+++ Extract +++

WI: The fates of the Visigoths and Byzantines were reversed?

What if the Visigothic Empire and Byzantine Empire had reversed fates from the 700s on?

The Visigoths repel the Umayyad invasion, surviving for centuries, sometimes expanding and sometimes declining until an ultimate fall. Afterward an Ottoman-like empire (but Berber) takes over and rules al-Andalus.

On the other hand, the Byzantines are taken out in one war by the Umayyads, but successor states in the mountains of Greece launch a Reconquista of Greece, Thrace, and Anatolia. This takes centuries, but ultimately leads to several stable kingdoms. These kingdoms unite into a "Spain" (Thrace and Anatolia) and a "Portugal" (Greece).
 
It's a scenario I've thought about.

My vague idea was a fall of Constantinople in the 670s, followed by an Arab conquest that takes in Thrace and the approximate territory of modern Greece, but fails to penetrate much further due to internal issues in the Caliphate. The conquest of Africa fails to penetrate any further than Tripolitania. The old African Exarchate slowly evolves into an independent Christian state that manages to fend off the Berbers, take in the remaining imperial possessions in the Western Mediterranean, including Sicily and southern Italy. All trade from the Islamic world into the old WRE now must flow through Carthage, and the city flourishes, even mounting expansionary phases of conquest that see the Arab emirs of Crete and Cyrene vassalised, and raids even into Egypt.

+++ Supplied entries +++

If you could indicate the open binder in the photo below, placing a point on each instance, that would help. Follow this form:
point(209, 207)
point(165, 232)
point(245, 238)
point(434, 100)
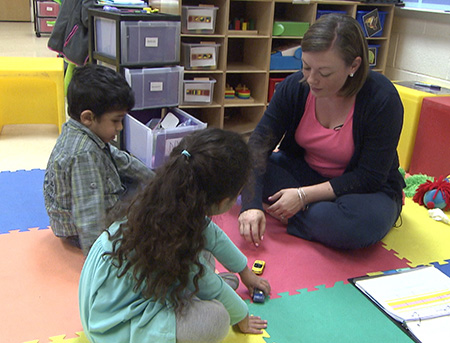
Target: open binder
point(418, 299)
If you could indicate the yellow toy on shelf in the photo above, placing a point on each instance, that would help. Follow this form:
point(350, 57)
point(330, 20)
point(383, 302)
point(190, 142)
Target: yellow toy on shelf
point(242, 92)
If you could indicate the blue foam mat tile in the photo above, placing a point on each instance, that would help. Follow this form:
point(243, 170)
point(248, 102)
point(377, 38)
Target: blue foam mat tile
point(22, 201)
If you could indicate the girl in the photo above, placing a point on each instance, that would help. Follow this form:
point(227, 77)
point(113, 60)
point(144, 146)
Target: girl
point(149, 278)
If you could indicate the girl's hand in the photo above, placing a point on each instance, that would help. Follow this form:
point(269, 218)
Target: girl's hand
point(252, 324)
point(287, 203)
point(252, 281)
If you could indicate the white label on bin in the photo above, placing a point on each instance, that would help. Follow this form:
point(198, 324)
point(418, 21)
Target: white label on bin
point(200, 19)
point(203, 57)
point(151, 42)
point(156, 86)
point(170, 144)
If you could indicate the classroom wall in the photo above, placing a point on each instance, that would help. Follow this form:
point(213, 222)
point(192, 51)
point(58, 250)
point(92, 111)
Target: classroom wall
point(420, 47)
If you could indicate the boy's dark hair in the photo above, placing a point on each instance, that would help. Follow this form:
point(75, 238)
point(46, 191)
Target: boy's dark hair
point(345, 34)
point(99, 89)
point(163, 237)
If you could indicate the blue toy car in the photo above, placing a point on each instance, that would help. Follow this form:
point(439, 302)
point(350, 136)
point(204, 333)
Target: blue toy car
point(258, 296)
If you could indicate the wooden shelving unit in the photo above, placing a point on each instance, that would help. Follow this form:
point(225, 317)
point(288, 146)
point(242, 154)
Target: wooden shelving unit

+++
+++ Supplied entries +++

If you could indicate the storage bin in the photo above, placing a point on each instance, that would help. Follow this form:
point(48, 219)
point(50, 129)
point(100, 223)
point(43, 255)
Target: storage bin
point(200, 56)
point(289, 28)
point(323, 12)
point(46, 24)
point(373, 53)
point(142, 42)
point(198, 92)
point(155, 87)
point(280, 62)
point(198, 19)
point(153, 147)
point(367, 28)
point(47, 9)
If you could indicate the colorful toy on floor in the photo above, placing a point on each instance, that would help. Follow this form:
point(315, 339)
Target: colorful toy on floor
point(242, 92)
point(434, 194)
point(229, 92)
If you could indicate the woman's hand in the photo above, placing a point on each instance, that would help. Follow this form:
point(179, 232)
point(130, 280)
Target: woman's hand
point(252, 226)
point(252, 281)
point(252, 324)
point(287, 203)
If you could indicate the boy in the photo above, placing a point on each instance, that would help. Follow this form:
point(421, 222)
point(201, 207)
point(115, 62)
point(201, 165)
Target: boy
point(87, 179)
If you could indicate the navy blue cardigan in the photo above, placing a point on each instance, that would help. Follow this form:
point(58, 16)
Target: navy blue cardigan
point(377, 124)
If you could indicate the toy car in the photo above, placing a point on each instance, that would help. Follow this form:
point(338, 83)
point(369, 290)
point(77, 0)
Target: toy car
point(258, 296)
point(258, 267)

+++

= Set of tasks =
1. Answer these questions about the alternate-history post on the Visigoths and Byzantines:
(a) What kind of empire takes over al-Andalus after the Visigoths' ultimate fall?
(b) Which territory forms the "Portugal" in the Byzantine half of the scenario?
(c) In which decade does Constantinople fall in the reply's "vague idea"?
2. Carry on the alternate-history post about the Visigoths and Byzantines from the point at which it stops.

= Final answers =
1.
(a) An Ottoman-like empire, but Berber.
(b) Greece.
(c) The 670s.

2.
Meanwhile, the northern and western Balkans become a war-zone, as generations of Arab commanders lead their troops west out of Constantinople to do battle with the heathen Slavs and Bulgars. In an unexpected coup, Christian Frankish merchants manage in the middle of the eighth century to achieve dominance over the Slavs in what is now Serbia, and form a kingdom that claims continuity with the old Eastern Roman Empire, helped by the still surviving Balkan romance communities along the Danube. This alt-Serbia manages to achieve a period of temporary dominance over nearby Bulgaria too, forcing the Bulgars to convert to Christianity and, bit by bit, the Arabs are dislodged from the Balkans, a process helped by the conflict between Arabs and Islamised Greeks in the region.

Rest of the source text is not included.